**Page extract:**
═══

Human Growth Hormone is highly useful in many medical situations.
While it is commonly used by the public for purposes which have not been approved by the FDA, it also has many on-label, or approved, uses.
Most of these approved uses are for medical issues which result in a smaller than normal stature. The Human Growth Hormone supplementation helps the individual to reach or maintain a normal stature for their gender and age.
HGH Deficiency or Insufficiency
Human Growth Hormone is an approved treatment plan for children who are experiencing HGH deficiency or insufficiency.
This is generally caused by an underactive pituitary gland. Supplementing their low Human Growth Hormone levels with synthetically made HGH allows such children to achieve a normal stature once they are an adult. Many children who undergo this treatment will experience delayed puberty, but this is a small price to for most of them.
Turner’s syndrome is a disease which affects only women; scientifically speaking, it occurs when a female has only one X chromosome rather than the typical two.
This can lead to a host of problems, including but not limited to developmental abnormality and infertility.
Many Turner’s females experience a wide variety of symptoms linked with their disorder, such as a short stature, swelling of the hands and feet, small fingernails, lack of a menstrual period, and a broad chest.
Human Growth Hormone is often prescribed to those females with Turner’s syndrome suffering from short stature; this will often help them reach an appropriate height by the time they are finished growing.
Short Bowel Syndrome
Unlike the other disorders listed here, short bowel syndrome, also known as short gut syndrome, is often the result of something that occurs during one’s lifetime rather than something one is born with.
It is often the result of surgery, particularly in individuals who have preexisting bowel disorders like Crohn’s disease or Irritable Bowel Syndrome.
Short bowel syndrome is characterized by absorption issues which often lead to the individual having to obtain their nutrition intravenously.
Some of these individuals have been prescribed Human Growth Hormone and have seen good results. Many of these patients have experienced a decreased need for intravenous supplementation while taking Human Growth Hormone.
Unlike short bowel syndrome, Prader-Willi syndrome is present in individuals from birth onwards.
This disorder affects multiple parts of the body and is characterized by such symptoms as obesity, reduced mental faculties and abilities, reduced muscle tone, an insatiable appetite, and sex glands which produce little to no sex hormones.
Prader-Willi syndrome patients who have been treated with Human Growth Hormone often see a reduction in these symptoms.
The doses of growth hormone given to them help the body produce more of the hormones needed for necessary function and patients often see a reduction in fat-derived weight and an increase in lean muscle.
Children with Prader-Willi syndrome who are given Human Growth Hormone should be closely monitored lest they develop glucose intolerance. At home monitoring for this complication can be done using urine glucose dipsticks.

═══

**The data:**
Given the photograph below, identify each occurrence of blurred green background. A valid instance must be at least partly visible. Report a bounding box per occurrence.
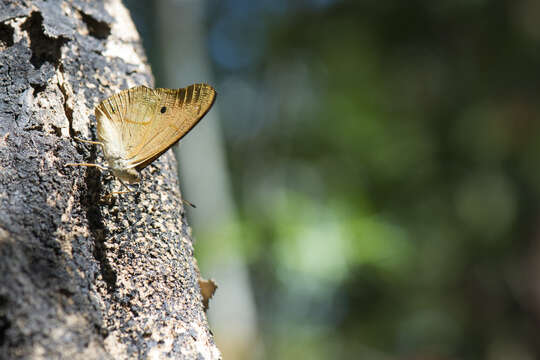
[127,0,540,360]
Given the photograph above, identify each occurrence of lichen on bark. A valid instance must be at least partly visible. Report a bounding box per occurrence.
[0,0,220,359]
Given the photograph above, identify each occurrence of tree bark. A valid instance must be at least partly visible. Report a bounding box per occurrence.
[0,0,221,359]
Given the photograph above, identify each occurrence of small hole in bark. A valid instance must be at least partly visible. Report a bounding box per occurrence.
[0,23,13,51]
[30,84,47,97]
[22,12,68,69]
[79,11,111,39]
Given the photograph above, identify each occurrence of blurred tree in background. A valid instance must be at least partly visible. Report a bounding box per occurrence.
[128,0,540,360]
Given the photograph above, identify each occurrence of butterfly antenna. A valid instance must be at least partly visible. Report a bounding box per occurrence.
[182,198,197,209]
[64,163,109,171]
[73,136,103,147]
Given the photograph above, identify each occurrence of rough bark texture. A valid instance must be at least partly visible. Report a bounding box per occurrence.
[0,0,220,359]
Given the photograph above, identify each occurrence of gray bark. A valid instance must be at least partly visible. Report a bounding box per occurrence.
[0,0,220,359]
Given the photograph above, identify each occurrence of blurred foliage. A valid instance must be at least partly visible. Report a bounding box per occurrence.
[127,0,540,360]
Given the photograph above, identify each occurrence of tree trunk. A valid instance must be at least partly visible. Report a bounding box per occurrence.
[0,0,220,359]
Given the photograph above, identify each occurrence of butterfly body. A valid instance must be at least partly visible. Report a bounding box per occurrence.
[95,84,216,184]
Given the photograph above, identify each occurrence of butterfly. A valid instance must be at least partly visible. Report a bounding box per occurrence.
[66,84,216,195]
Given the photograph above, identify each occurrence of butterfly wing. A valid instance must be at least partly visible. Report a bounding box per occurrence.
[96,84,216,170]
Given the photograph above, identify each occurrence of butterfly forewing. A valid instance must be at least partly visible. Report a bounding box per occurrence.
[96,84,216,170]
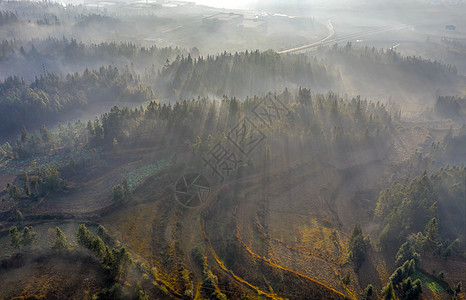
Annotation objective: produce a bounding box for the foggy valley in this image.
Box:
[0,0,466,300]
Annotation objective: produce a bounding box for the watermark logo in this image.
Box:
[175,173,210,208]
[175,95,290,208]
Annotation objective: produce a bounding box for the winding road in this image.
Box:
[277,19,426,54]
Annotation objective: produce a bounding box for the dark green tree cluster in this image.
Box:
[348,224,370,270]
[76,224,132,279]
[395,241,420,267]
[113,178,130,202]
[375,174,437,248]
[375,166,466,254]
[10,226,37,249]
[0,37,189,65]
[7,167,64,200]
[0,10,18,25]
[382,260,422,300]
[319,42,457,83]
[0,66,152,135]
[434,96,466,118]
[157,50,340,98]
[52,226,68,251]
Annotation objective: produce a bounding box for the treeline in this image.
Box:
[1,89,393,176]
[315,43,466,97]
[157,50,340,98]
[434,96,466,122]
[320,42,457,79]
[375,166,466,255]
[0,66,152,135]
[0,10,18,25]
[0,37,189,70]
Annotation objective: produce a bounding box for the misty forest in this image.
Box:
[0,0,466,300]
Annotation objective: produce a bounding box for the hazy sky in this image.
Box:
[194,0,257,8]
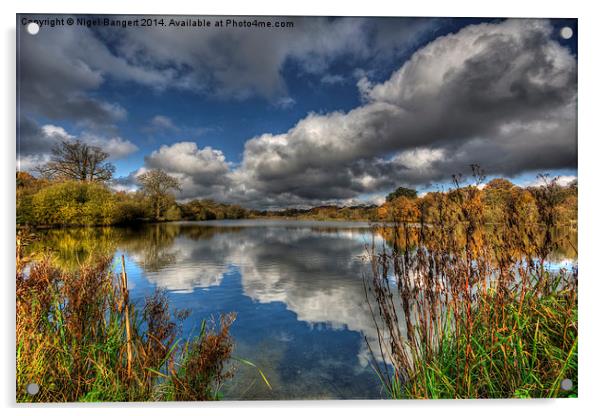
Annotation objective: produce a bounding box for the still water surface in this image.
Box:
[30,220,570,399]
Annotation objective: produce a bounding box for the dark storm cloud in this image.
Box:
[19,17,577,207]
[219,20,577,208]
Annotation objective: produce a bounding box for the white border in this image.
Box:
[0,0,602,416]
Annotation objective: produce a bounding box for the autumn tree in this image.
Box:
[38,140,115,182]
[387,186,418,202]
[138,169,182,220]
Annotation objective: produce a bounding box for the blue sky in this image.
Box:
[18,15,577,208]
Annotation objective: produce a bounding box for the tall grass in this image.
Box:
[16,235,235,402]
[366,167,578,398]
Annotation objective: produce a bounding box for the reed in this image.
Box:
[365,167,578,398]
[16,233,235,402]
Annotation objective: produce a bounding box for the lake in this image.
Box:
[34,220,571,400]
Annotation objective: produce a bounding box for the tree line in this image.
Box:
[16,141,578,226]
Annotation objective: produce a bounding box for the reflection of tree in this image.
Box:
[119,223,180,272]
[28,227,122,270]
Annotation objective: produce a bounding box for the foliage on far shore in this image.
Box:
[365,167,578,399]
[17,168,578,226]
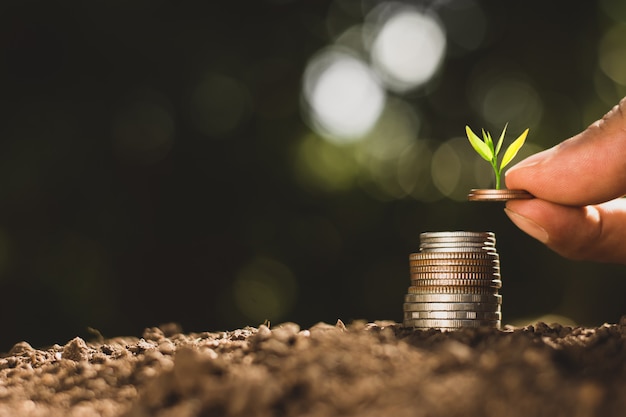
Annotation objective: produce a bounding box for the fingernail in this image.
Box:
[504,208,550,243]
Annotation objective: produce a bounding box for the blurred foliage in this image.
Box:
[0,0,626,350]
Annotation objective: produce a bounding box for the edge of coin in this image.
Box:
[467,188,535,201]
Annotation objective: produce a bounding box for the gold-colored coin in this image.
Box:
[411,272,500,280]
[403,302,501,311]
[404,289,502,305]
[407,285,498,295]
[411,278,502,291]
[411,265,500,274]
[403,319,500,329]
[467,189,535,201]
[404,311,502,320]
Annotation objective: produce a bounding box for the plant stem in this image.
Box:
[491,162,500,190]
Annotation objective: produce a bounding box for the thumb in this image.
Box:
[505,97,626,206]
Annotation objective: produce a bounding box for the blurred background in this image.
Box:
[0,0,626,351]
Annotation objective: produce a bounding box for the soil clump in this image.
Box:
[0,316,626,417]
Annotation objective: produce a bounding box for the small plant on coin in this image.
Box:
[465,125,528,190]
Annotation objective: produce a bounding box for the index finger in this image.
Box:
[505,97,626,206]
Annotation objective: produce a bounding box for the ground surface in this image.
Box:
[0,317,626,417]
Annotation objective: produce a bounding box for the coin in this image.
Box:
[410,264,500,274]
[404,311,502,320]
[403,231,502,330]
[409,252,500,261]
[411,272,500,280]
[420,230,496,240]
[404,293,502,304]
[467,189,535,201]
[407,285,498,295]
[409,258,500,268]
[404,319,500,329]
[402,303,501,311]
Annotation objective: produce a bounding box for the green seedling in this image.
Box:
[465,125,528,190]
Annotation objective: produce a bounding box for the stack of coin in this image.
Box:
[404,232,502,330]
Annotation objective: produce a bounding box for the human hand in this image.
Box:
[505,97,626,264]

═══

**Directions:**
(1) Transcribe the part of the Human Growth Hormone text that opens with the words containing "Some of these" and closes with "Human Growth Hormone.".
(2) Summarize the Human Growth Hormone text in two sentences.

**Answers to each task:**
(1)
Some of these individuals have been prescribed Human Growth Hormone and have seen good results. Many of these patients have experienced a decreased need for intravenous supplementation while taking Human Growth Hormone.

(2) Human Growth Hormone has several approved uses, most of them for conditions that result in a smaller than normal stature, such as HGH deficiency or insufficiency in children and Turner's syndrome in females. It has also been prescribed for short bowel syndrome, where many patients needed less intravenous supplementation, and for Prader-Willi syndrome, where it often reduces symptoms, though children receiving it should be closely monitored for glucose intolerance.